_Exercise:_ In the article on AI in advertising, rewrite the passage starting at "According to Juniper" and ending at "to maximise performance.", swapping "audience categories" for "audience segments".

_Text for analysis:_
Start of Block
Artificial intelligence (AI) is powering up the ad industry’s transformation into a more algorithmically driven ad-tech-dependent environment, as our reliance on automatable tasks that require a high degree of accuracy is growing.
Surprisingly, digital marketing is one of the first areas to recognise the impact of artificial intelligence. How so? It’s a prediction model that learns and scores the campaign optimisation process, and then over iterations can predict the optimal results before actual bid values are entered. Therefore, AI’s direct impact is currently boosting campaign effectiveness, by accurate category scoring and bid factor significance, and in turn achieving media effectiveness.
According to Juniper Research, machine learning algorithms used to drive efficiency across real time bidding networks will generate $42bn, in annual spend by 2021, up $3.5bn from 2016. Eventually AI will be powering up more media than ever before, essentially making it a predictor management platform. Today, IBM Watson, Amazon Web Services, Microsoft and Google are testing their AI use cases in media or working with media companies to come up with scenarios to support the significance of testing in media.
The key use cases of AI to us in the real world of media:
1. You can begin to score your audience categories for relevancy, cost-effectiveness and performance.
2. Ability to combine user-behaviour and shopping data with AI-based templates using a variety of images, colours and calls to action to create dynamically generated personalised content to maximise performance.
3. AI, at heart, should be able to handle the volume and complexity of big data and infer appropriately.
4. Presents strong understanding of bid rules and hence budgets and performance across digital media.
5. AI can help track that single user across the digital consumer ecosystem, which is a big win in avoiding wasted eyeballs.
The AI examples that are relevant to us in media:
1. Voice recognition behind Siri and Alexa is Al based.
2. Google’s safe search, which recognises pictures and webpages that are inappropriate for children and have labelled content demarcated by AI.
3. Affectiva’s emotion recognition technology analyses facial expression and emotions, using AI to build on expressions and recognise and validate current ones, and is effective for brand responses on creatives or video themes to correlate brand value in terms of positive emotional responses.
4. Blippar’s image-recognition AI platform can understand pictures to bridge the experience between visual search and user experience. Jaguar Land Rover had an amazing execution for its Velar SUV launch, with a Blippar partnership on ads rendering up on mobile when pictures were taken of other SUVs using the app.
AI will affect our daily lives and how we interact and use certain systems, be it technology, transportation, healthcare or payments and bills, and use cases are still under way.
End of Block
_Dataset extract:_
Start of Block
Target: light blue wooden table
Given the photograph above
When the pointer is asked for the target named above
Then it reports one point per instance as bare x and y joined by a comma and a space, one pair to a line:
End of Block
_Answer section:_
According to Juniper Research, machine learning algorithms used to drive efficiency across real time bidding networks will generate $42bn, in annual spend by 2021, up $3.5bn from 2016. Eventually AI will be powering up more media than ever before, essentially making it a predictor management platform. Today, IBM Watson, Amazon Web Services, Microsoft and Google are testing their AI use cases in media or working with media companies to come up with scenarios to support the significance of testing in media.
The key use cases of AI to us in the real world of media:
1. You can begin to score your audience segments for relevancy, cost-effectiveness and performance.
2. Ability to combine user-behaviour and shopping data with AI-based templates using a variety of images, colours and calls to action to create dynamically generated personalised content to maximise performance.